***** Supplied records *****

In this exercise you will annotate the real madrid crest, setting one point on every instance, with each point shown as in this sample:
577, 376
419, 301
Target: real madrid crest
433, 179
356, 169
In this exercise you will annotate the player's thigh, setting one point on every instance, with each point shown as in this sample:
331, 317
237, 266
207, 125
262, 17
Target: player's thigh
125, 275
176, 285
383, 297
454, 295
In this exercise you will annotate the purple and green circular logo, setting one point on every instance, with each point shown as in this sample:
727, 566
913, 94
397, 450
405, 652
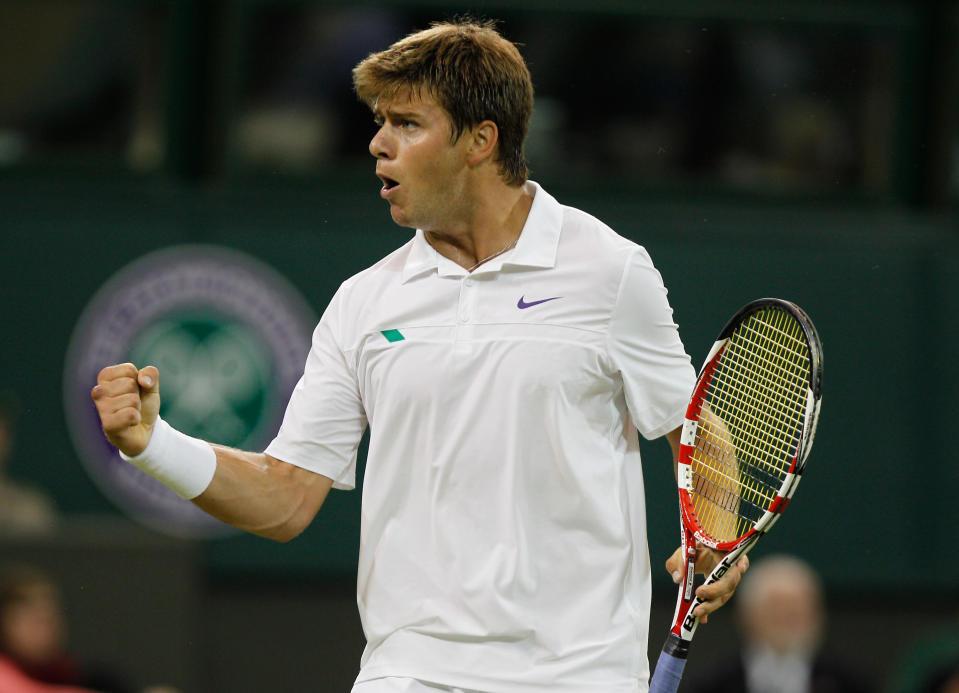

*****

**Requirement**
Can you rewrite the stretch from the line containing "In this exercise you will annotate the player's" through the end of the records, requests included, shifting each answer point by adding 12 to both of its coordinates? Leave the pictures out.

**Solution to this problem**
In this exercise you will annotate the player's thigh, setting one point on every instance, with each point shown as in this sample:
331, 317
237, 266
207, 125
262, 17
Target: player's thigh
137, 287
188, 297
395, 309
466, 307
In this exercise you will annotate the purple and green circular logo, setting one point on every instance, with each point shown as in this sample:
727, 566
913, 94
397, 450
405, 652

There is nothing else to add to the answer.